— Task requirements —
Copy the entries below, replacing "small" with "tiny" and leaving everything else the same.
[START OF Dataset extract]
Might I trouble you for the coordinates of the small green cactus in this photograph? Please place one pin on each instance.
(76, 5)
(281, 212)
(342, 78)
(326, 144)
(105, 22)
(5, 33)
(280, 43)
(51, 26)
[END OF Dataset extract]
— Answer to this task —
Might I trouble you for the coordinates of the tiny green cactus in this photograph? Please place one pin on each instance.
(76, 5)
(281, 212)
(342, 78)
(326, 144)
(105, 22)
(5, 33)
(280, 43)
(51, 26)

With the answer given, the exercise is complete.